┌─ RECORDS SHOWN
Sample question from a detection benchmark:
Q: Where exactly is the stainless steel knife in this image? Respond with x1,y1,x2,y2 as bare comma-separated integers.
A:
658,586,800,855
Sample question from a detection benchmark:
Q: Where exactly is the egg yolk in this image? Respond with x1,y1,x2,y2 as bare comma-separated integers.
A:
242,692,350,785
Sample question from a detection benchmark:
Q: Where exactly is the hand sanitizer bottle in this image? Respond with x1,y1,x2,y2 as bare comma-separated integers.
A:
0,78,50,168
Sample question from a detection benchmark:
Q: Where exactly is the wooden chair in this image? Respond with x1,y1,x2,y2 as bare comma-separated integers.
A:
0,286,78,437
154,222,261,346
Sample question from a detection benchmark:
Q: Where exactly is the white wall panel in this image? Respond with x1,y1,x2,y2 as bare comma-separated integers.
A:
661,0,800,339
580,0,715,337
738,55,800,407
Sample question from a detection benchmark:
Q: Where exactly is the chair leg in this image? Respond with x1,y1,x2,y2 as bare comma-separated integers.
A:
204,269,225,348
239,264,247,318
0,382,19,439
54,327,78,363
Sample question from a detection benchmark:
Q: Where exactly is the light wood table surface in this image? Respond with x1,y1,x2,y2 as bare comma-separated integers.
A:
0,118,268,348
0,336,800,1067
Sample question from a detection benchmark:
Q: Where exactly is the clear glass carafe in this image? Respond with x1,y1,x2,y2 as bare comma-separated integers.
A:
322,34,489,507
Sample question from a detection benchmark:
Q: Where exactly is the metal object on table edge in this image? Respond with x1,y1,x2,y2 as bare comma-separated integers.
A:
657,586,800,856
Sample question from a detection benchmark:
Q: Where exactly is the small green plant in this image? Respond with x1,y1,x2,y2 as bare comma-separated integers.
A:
└─
WORK TO BE COMPLETED
Please reproduce all of the records above word for word, with no changes.

EXERCISE SOLUTION
Sample question from a detection benchmark:
Q: Where exactly is the stainless steel knife in this image? Respond with x1,y1,x2,y2 as bare comma-separated integers.
A:
658,586,800,855
Sample question from a detection benchmark:
Q: Where exactly is the egg yolk in this image? Respond with x1,y1,x2,y2 as bare comma-separated integers.
A:
242,692,350,785
Sample question from a detection benchmark:
Q: Where exactly is the hand sanitizer bottle in this image? Respond with x1,y1,x2,y2 as bare comma-separated integers.
A:
0,78,50,168
Sample question from a detection benchmark:
Q: Where exactly is the wooden chair in this image? Respond with x1,y1,x2,y2 as bare comma-separated integers.
A:
0,286,78,437
154,222,261,346
Sample question from a detection benchmark:
Q: Where exactly is the white wall panel in this image? Respond with x1,y1,x2,y2 as bare comma-separated integers.
A:
661,0,800,339
580,0,715,337
738,55,800,407
Sample question from a detection benchmark:
Q: Where exactly is the chair leg in this image? Respond with x1,y1,x2,y2 as bare comma-separated integers.
A:
204,269,225,348
239,264,247,318
0,382,19,439
54,327,78,363
Sample question from a detection benchmark:
Q: Where exactly is the light wood table surface in this image? Respond with x1,y1,x2,y2 as bare comma-separated integers.
A:
0,118,268,348
0,336,800,1067
Sample question from a detection benchmark:
Q: Where exactly is the clear glass carafe in this image? Respond with x1,y1,x2,y2 as bare comma-separated integers.
A:
322,34,489,507
Sample question from a detection benchmark:
Q: Where exactly is the metal object on table edge in this image? Respond with x1,y1,x2,y2 as bare comma-separated integers.
A:
657,586,800,856
Sample question from a detection benchmark:
Q: Where exactly is the small green plant in this image? Respond with x1,y1,x2,y2 as bare comma-separated integers.
A:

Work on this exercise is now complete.